BUG at IP: blk_mq_get_request+0x23e/0x390 on 4.16.0-rc7

Sun Apr 8 04:04:22 PDT 2018

On Sun, Apr 08, 2018 at 01:58:49PM +0300, Sagi Grimberg wrote:
> 
> > > > > Hi Sagi
> > > > > 
> > > > > Still can reproduce this issue with the change:
> > > > 
> > > > Thanks for validating Yi,
> > > > 
> > > > Would it be possible to test the following:
> > > > --
> > > > diff --git a/block/blk-mq.c b/block/blk-mq.c
> > > > index 75336848f7a7..81ced3096433 100644
> > > > --- a/block/blk-mq.c
> > > > +++ b/block/blk-mq.c
> > > > @@ -444,6 +444,10 @@ struct request *blk_mq_alloc_request_hctx(struct
> > > > request_queue *q,
> > > >                  return ERR_PTR(-EXDEV);
> > > >          }
> > > >          cpu = cpumask_first_and(alloc_data.hctx->cpumask, cpu_online_mask);
> > > > +       if (cpu >= nr_cpu_ids) {
> > > > +               pr_warn("no online cpu for hctx %d\n", hctx_idx);
> > > > +               cpu = cpumask_first(alloc_data.hctx->cpumask);
> > > > +       }
> > > >          alloc_data.ctx = __blk_mq_get_ctx(q, cpu);
> > > > 
> > > >          rq = blk_mq_get_request(q, NULL, op, &alloc_data);
> > > > --
> > > > ...
> > > > 
> > > > 
> > > > > [  153.384977] BUG: unable to handle kernel paging request at
> > > > > 00003a9ed053bd48
> > > > > [  153.393197] IP: blk_mq_get_request+0x23e/0x390
> > > > 
> > > > Also would it be possible to provide gdb output of:
> > > > 
> > > > l *(blk_mq_get_request+0x23e)

- EXERCISE TASKS -
[1] Lay out the listing below as a Markdown table with the columns "Number" and "Content", covering only the stretch from the line containing "the railing, imagine" through the end of the listing, with blank lines left out.
[2] Pick up the mailing-list thread on the blk_mq_get_request kernel bug where it stops, and carry it forward.

- DATA TO USE -
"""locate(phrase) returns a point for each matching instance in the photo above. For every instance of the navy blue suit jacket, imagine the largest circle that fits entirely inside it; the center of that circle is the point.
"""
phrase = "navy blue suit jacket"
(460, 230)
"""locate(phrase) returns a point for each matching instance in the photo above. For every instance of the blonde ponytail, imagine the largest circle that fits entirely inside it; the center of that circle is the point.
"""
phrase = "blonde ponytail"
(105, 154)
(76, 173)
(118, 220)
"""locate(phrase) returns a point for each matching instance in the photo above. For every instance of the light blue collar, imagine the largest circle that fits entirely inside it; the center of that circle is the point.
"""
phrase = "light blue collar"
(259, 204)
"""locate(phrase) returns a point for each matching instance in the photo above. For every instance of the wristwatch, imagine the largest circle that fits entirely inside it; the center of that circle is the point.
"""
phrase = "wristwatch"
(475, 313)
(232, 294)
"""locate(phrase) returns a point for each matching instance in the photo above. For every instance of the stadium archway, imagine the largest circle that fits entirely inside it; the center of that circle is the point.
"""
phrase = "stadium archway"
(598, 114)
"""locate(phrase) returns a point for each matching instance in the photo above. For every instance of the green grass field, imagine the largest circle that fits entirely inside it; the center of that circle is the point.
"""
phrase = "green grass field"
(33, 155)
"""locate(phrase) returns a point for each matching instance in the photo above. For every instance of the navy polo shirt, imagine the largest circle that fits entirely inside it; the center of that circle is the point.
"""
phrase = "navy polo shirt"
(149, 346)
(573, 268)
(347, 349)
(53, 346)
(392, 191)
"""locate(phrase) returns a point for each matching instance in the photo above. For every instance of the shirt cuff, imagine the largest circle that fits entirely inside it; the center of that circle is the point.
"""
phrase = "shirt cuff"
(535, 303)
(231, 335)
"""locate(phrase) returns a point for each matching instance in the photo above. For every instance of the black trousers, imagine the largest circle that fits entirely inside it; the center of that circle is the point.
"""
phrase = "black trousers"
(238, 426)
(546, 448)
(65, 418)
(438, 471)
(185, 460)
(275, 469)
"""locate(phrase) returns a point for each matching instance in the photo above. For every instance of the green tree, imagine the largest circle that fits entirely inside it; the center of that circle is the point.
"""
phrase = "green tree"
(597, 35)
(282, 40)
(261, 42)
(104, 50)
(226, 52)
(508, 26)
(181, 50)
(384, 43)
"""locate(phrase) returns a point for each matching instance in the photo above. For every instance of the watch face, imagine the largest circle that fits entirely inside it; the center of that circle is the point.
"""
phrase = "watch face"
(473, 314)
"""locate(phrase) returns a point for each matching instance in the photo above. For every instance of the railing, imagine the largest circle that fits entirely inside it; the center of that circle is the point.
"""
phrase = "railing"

- RESPONSES FOR EACH TASK -
[1]
| Number | Content |
|---|---|
| 1 | """locate(phrase) returns a point for each matching instance in the photo above. For every instance of the railing, imagine the largest circle that fits entirely inside it; the center of that circle is the point. |
| 2 | """ |
| 3 | phrase = "railing" |

[2]
> > > 
> > > nvmf_connect_io_queue() is used in this way by asking blk-mq to allocate
> > > request from one specific hw queue, but there may not be all online CPUs
> > > mapped to this hw queue.
> 
> Yes, this is what I suspect..
> 
> > And the following patchset may fail this kind of allocation and avoid
> > the kernel oops.
> > 
> > 	https://marc.info/?l=linux-block&m=152318091025252&w=2
> 
> Thanks Ming,
> 
> But I don't want to fail the allocation, nvmf_connect_io_queue simply
> needs a tag to issue the connect request, I much rather to take this
> tag from an online cpu than failing it... We use this because we reserve

The failure is only triggered when there isn't any online CPU mapped to
this hctx, so do you want to wait for CPUs for this hctx becoming online?

Or I may understand you wrong, :-)

> a tag per-queue for this, but in this case, I'd rather block until the
> inflight tag complete than failing the connect.

No, there can't be any inflight request for this hctx.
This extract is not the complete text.